DATA TO EXAMINE below:

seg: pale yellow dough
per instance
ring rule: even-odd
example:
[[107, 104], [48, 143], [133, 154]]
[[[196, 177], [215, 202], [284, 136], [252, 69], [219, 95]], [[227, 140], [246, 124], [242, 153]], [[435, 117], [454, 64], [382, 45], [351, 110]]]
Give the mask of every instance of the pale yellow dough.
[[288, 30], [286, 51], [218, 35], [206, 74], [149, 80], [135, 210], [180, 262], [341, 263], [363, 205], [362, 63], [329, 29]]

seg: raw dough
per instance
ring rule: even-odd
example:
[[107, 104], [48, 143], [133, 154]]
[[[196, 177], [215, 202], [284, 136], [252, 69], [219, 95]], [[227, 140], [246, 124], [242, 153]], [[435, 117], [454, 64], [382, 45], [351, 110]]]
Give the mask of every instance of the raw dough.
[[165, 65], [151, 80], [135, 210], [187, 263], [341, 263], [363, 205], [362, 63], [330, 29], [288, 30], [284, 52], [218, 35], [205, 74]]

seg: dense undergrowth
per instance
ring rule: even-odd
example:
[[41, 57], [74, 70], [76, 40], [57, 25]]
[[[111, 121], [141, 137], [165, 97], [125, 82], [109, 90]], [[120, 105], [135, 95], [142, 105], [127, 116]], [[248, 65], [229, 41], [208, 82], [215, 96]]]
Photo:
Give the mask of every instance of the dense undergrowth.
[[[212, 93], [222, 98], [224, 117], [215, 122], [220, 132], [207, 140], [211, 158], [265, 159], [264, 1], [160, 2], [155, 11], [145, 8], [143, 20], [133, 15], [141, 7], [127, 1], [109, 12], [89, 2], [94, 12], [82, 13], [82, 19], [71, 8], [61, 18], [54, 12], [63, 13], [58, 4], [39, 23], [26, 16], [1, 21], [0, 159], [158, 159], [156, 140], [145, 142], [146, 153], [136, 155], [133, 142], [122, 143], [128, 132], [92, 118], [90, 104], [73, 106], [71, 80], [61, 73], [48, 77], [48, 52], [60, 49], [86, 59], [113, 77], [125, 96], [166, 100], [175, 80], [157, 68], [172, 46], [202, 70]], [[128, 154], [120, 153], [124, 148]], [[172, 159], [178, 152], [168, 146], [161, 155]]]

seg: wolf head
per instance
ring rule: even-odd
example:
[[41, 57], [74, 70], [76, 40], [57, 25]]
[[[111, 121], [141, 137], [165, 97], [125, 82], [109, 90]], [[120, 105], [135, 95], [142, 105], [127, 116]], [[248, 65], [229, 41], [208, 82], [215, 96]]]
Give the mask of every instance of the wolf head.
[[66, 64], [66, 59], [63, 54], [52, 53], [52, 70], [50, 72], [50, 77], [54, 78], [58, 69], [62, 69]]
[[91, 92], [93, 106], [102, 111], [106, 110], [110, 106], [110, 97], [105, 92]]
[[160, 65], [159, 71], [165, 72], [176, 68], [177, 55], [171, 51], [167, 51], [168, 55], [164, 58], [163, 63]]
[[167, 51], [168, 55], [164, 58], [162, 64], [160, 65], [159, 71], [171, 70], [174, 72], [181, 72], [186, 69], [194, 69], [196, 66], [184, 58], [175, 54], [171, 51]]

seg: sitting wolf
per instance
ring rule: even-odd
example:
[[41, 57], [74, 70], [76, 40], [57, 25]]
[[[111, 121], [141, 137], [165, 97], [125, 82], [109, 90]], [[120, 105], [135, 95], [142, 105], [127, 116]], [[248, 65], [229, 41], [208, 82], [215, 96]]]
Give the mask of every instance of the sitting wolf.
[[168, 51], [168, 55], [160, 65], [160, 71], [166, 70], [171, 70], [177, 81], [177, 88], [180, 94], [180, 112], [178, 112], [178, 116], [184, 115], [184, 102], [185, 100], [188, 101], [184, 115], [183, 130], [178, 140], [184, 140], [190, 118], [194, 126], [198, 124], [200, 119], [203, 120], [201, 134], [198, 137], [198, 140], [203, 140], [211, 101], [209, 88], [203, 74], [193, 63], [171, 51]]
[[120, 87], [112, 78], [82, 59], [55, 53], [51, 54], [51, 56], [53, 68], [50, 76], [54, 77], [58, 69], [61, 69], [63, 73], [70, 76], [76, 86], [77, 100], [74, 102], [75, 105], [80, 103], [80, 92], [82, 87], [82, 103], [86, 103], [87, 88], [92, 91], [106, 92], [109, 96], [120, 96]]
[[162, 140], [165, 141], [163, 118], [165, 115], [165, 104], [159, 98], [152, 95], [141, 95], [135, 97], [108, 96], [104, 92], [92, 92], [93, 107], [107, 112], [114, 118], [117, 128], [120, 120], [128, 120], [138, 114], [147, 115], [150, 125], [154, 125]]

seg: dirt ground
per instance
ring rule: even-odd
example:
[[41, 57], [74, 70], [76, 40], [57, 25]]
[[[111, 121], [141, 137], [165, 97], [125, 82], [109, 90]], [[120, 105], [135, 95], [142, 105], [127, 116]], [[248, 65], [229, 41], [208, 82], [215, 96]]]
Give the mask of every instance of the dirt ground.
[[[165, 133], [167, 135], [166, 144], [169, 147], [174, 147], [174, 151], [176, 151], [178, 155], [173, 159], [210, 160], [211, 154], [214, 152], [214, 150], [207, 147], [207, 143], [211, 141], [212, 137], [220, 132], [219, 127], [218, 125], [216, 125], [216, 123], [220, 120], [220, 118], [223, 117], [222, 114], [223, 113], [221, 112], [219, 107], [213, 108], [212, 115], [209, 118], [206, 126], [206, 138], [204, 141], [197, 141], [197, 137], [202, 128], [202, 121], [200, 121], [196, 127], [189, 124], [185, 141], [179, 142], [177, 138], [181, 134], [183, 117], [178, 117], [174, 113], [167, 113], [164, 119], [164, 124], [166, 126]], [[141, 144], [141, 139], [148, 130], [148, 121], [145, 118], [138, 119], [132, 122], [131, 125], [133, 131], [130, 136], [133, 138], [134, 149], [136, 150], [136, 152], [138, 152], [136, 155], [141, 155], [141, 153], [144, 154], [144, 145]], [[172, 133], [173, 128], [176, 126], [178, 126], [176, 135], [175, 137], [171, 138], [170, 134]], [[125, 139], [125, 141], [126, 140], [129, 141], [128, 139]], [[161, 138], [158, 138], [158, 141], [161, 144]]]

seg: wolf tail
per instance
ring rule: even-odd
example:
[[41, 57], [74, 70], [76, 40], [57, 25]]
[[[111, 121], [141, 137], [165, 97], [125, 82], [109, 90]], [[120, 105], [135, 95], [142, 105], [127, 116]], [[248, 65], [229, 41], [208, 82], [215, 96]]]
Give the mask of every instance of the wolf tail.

End of DATA TO EXAMINE.

__ACTIVITY__: Starting with the first entry and ending with the last, give all of them again unchanged.

__COMPLETED EXERCISE__:
seg: pale yellow dough
per instance
ring rule: even-odd
example:
[[107, 104], [48, 143], [133, 154]]
[[[196, 177], [215, 202], [284, 136], [252, 69], [219, 95]], [[227, 140], [246, 124], [242, 153]], [[435, 117], [454, 64], [382, 45], [351, 110]]]
Give the mask of every instance of the pale yellow dough.
[[288, 30], [286, 51], [218, 35], [206, 74], [149, 80], [135, 210], [180, 262], [341, 263], [363, 205], [362, 63], [329, 29]]

seg: raw dough
per instance
ring rule: even-odd
example:
[[107, 104], [48, 143], [133, 154]]
[[[196, 177], [215, 202], [284, 136], [252, 69], [219, 95]], [[227, 140], [246, 124], [242, 153]], [[435, 117], [454, 64], [382, 45], [351, 110]]]
Give the mask of every instance of the raw dough.
[[165, 65], [151, 80], [135, 210], [187, 263], [341, 263], [363, 205], [362, 63], [330, 29], [288, 30], [284, 52], [218, 35], [205, 74]]

seg: dense undergrowth
per instance
ring rule: even-odd
example:
[[41, 57], [74, 70], [76, 40], [57, 25]]
[[[111, 121], [141, 137], [165, 97], [125, 82], [109, 90]], [[120, 105], [135, 95], [142, 105], [127, 116]], [[248, 65], [229, 41], [208, 82], [215, 96]]]
Photo:
Give the mask of every instance of the dense undergrowth.
[[[212, 93], [222, 98], [224, 117], [215, 122], [220, 132], [207, 140], [211, 158], [265, 159], [264, 1], [160, 2], [155, 11], [145, 8], [143, 20], [133, 15], [141, 7], [127, 1], [109, 12], [89, 2], [94, 12], [82, 13], [82, 19], [71, 8], [61, 18], [54, 12], [63, 13], [58, 4], [39, 23], [26, 16], [1, 21], [0, 159], [158, 159], [156, 140], [145, 142], [146, 153], [136, 155], [133, 142], [122, 143], [128, 132], [92, 118], [90, 104], [73, 106], [71, 80], [61, 73], [48, 77], [48, 52], [60, 49], [86, 59], [113, 77], [125, 96], [166, 100], [175, 80], [157, 68], [172, 46], [202, 70]], [[128, 154], [120, 153], [124, 148]], [[172, 159], [178, 152], [168, 146], [161, 155]]]

seg: wolf head
per instance
ring rule: even-odd
example:
[[41, 57], [74, 70], [76, 40], [57, 25]]
[[[111, 121], [141, 137], [165, 97], [125, 82], [109, 90]], [[120, 105], [135, 95], [142, 105], [127, 116]], [[248, 65], [229, 41], [208, 82], [215, 96]]]
Give the mask of every instance of the wolf head.
[[66, 64], [66, 59], [63, 54], [52, 53], [52, 70], [50, 72], [50, 77], [54, 78], [58, 69], [62, 69]]
[[91, 92], [93, 106], [102, 111], [106, 110], [110, 106], [110, 97], [105, 92]]
[[160, 65], [159, 71], [165, 72], [176, 68], [177, 55], [171, 51], [167, 51], [168, 55], [164, 58], [163, 63]]
[[167, 51], [168, 55], [164, 58], [162, 64], [160, 65], [159, 71], [171, 70], [174, 72], [181, 72], [186, 69], [194, 69], [196, 66], [184, 58], [175, 54], [171, 51]]

seg: sitting wolf
per instance
ring rule: even-odd
example:
[[41, 57], [74, 70], [76, 40], [57, 25]]
[[[111, 121], [141, 137], [165, 97], [125, 82], [109, 90]], [[120, 105], [135, 95], [142, 105], [127, 116]], [[248, 65], [229, 41], [208, 82], [215, 96]]]
Give the mask of every instance of the sitting wolf.
[[168, 51], [168, 55], [160, 65], [160, 71], [166, 70], [171, 70], [177, 81], [177, 88], [180, 94], [180, 112], [178, 112], [178, 116], [184, 115], [184, 102], [185, 100], [188, 101], [184, 115], [183, 130], [178, 140], [184, 140], [190, 118], [194, 126], [198, 124], [200, 119], [203, 120], [201, 134], [198, 137], [198, 140], [203, 140], [211, 101], [209, 88], [203, 74], [193, 63], [171, 51]]
[[120, 87], [112, 78], [82, 59], [55, 53], [51, 54], [51, 56], [53, 68], [50, 76], [54, 77], [58, 69], [61, 69], [63, 73], [70, 76], [76, 86], [77, 100], [74, 102], [75, 105], [80, 103], [80, 92], [82, 87], [82, 103], [86, 103], [87, 88], [92, 91], [106, 92], [109, 96], [120, 96]]
[[162, 140], [165, 141], [163, 118], [165, 115], [165, 104], [159, 98], [152, 95], [141, 95], [135, 97], [108, 96], [104, 92], [92, 92], [93, 107], [107, 112], [114, 118], [117, 128], [120, 120], [128, 120], [138, 114], [147, 115], [150, 125], [154, 125]]

seg: dirt ground
per instance
ring rule: even-odd
example:
[[41, 57], [74, 70], [76, 40], [57, 25]]
[[[111, 121], [141, 137], [165, 97], [125, 82], [109, 90]], [[120, 105], [135, 95], [142, 105], [127, 116]], [[248, 65], [229, 41], [208, 82], [215, 96]]]
Give the mask of every instance of the dirt ground.
[[[165, 133], [167, 135], [166, 144], [169, 147], [174, 147], [174, 151], [176, 151], [178, 155], [173, 159], [210, 160], [211, 154], [214, 152], [214, 150], [207, 147], [207, 143], [211, 141], [212, 137], [220, 132], [219, 127], [218, 125], [216, 125], [216, 123], [220, 120], [220, 118], [223, 117], [222, 114], [223, 113], [221, 112], [219, 107], [213, 108], [212, 115], [209, 118], [206, 126], [206, 138], [204, 141], [197, 141], [197, 137], [202, 128], [202, 121], [200, 121], [196, 127], [189, 124], [185, 141], [179, 142], [177, 138], [181, 134], [183, 117], [178, 117], [174, 113], [167, 113], [164, 119], [164, 124], [166, 126]], [[141, 144], [141, 139], [148, 130], [148, 121], [145, 118], [138, 119], [132, 122], [131, 125], [133, 131], [130, 136], [133, 138], [134, 149], [136, 150], [136, 152], [138, 152], [136, 155], [141, 155], [141, 153], [144, 154], [144, 145]], [[172, 133], [173, 128], [176, 126], [178, 126], [176, 135], [175, 137], [171, 138], [170, 134]], [[125, 139], [125, 141], [126, 140], [129, 141], [128, 139]], [[161, 138], [158, 138], [158, 141], [161, 144]]]

seg: wolf tail
per instance
ring rule: even-odd
example:
[[41, 57], [74, 70], [76, 40], [57, 25]]
[[[111, 121], [141, 137], [165, 97], [125, 82], [109, 90]], [[120, 105], [135, 95], [142, 105], [127, 116]], [[248, 65], [229, 41], [208, 82], [215, 96]]]
Give the mask of every instance of the wolf tail.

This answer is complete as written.